▶ **TESTO DELLA CONSEGNA**: Quante righe dell'elenco contengono la stringa “query”, considerando distinte maiuscole e minuscole? Riporta soltanto il numero.

Voci per l'identificazione delle posizioni
»»

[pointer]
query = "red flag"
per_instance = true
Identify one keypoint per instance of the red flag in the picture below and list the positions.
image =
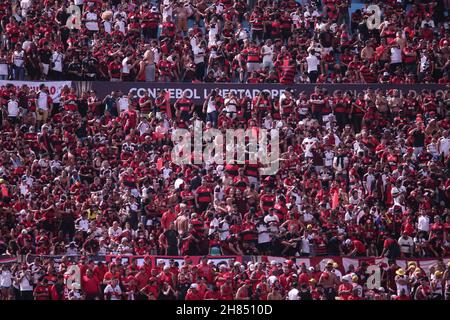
(169, 110)
(159, 164)
(335, 200)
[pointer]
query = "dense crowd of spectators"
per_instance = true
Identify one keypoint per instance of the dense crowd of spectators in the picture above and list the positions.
(225, 41)
(45, 279)
(361, 175)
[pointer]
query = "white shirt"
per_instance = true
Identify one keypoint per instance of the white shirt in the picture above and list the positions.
(213, 226)
(114, 233)
(242, 35)
(263, 237)
(42, 101)
(121, 25)
(199, 55)
(25, 285)
(123, 104)
(211, 106)
(312, 62)
(143, 127)
(225, 230)
(115, 292)
(166, 173)
(271, 219)
(3, 68)
(396, 55)
(329, 156)
(305, 244)
(13, 108)
(423, 223)
(83, 224)
(92, 25)
(267, 52)
(108, 27)
(444, 146)
(338, 273)
(5, 279)
(57, 59)
(178, 183)
(307, 217)
(405, 244)
(307, 145)
(430, 24)
(125, 68)
(18, 58)
(293, 294)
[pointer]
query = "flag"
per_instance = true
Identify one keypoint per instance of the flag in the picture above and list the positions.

««

▶ **RISPOSTA ALLA CONSEGNA**: 4